WHAT NEEDS TO BE DONE: The answer must consist only of the lines from the line with "column 207, row 22" to the line with "column 418, row 200", both included, exactly as they stand below.
[[ RECORDS FOR PROCESSING open ]]
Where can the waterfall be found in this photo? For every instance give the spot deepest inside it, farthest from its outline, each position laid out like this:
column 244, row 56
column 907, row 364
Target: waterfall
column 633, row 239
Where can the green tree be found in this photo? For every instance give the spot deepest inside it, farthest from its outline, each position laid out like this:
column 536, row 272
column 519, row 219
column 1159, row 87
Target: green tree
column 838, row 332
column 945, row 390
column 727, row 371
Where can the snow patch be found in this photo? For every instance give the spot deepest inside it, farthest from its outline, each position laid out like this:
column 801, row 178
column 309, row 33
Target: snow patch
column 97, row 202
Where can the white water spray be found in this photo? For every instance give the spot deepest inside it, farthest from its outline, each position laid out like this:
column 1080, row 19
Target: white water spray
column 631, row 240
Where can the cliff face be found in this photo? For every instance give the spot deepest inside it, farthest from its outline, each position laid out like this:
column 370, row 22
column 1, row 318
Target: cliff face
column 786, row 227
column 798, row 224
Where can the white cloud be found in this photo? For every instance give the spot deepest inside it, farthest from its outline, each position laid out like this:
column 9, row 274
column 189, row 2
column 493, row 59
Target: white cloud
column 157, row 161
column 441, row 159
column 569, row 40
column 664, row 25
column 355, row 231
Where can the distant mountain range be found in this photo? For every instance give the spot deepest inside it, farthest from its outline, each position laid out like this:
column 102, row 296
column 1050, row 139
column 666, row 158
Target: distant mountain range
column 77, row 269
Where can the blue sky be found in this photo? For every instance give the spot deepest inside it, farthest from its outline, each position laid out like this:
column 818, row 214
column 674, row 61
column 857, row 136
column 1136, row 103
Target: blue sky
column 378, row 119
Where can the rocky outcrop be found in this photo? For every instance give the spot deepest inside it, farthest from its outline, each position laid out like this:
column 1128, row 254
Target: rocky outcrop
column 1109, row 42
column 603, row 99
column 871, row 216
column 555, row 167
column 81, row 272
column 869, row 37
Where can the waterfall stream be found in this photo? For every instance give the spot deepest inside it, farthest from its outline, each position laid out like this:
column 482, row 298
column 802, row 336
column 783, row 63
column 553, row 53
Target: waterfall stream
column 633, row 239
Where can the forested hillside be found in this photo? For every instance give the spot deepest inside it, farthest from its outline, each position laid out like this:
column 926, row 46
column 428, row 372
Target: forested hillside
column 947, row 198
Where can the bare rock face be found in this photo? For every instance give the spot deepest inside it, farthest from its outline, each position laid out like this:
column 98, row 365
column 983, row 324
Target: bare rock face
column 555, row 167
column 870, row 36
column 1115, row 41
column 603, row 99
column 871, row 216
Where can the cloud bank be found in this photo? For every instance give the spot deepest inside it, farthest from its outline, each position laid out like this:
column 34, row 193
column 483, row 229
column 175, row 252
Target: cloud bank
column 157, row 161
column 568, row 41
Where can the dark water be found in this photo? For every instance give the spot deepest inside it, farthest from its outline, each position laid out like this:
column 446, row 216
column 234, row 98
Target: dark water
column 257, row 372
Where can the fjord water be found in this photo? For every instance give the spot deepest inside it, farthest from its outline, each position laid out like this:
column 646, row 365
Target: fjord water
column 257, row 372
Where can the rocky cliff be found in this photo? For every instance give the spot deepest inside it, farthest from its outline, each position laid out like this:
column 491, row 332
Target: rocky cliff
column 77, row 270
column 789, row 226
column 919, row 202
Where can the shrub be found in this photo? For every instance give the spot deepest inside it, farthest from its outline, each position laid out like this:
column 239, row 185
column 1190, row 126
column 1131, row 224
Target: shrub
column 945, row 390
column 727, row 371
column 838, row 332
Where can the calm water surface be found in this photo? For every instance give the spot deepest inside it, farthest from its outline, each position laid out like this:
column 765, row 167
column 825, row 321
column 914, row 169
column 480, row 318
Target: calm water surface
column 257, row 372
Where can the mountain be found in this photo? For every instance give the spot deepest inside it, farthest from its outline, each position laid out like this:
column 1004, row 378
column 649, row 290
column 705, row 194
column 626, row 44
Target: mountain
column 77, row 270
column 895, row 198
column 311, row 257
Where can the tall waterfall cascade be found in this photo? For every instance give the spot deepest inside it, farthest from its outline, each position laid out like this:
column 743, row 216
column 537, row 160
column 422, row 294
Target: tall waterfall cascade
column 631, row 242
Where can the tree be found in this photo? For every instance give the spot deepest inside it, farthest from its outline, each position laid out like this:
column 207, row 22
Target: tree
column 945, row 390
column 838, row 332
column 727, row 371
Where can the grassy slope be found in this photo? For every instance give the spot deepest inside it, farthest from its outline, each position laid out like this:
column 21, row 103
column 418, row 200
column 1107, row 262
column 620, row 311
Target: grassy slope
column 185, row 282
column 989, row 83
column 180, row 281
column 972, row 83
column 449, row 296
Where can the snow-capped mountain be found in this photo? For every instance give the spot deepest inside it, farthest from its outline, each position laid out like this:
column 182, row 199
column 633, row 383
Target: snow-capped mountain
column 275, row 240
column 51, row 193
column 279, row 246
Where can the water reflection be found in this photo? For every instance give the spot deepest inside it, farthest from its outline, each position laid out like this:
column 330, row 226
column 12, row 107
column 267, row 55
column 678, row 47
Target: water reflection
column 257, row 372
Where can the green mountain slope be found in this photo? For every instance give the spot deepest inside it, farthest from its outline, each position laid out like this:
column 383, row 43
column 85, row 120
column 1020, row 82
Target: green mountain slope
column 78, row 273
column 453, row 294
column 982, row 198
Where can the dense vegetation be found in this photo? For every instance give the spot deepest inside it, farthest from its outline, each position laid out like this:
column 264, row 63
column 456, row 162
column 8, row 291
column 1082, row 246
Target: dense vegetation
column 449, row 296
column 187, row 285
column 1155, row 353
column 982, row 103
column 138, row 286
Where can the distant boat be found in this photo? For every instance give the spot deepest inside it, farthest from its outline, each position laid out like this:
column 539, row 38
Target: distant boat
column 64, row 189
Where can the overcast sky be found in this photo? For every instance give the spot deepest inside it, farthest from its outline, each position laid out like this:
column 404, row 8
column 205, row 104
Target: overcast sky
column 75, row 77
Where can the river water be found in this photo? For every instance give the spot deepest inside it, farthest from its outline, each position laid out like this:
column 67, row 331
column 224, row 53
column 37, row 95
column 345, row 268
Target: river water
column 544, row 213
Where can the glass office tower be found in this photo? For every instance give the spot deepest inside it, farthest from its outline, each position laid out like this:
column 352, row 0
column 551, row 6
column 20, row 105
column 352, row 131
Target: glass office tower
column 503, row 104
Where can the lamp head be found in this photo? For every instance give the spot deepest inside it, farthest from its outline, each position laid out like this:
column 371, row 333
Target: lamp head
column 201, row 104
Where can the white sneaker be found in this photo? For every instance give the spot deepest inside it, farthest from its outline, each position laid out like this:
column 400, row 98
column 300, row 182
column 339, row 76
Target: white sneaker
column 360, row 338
[[ RECORDS FOR PROCESSING closed ]]
YOUR RESPONSE:
column 207, row 22
Target: tree
column 945, row 390
column 838, row 332
column 727, row 371
Where can the grassy slope be found in this photo? For every instance give the spot deepest inside it, farthest from its outline, each position laid out like this:
column 21, row 103
column 418, row 200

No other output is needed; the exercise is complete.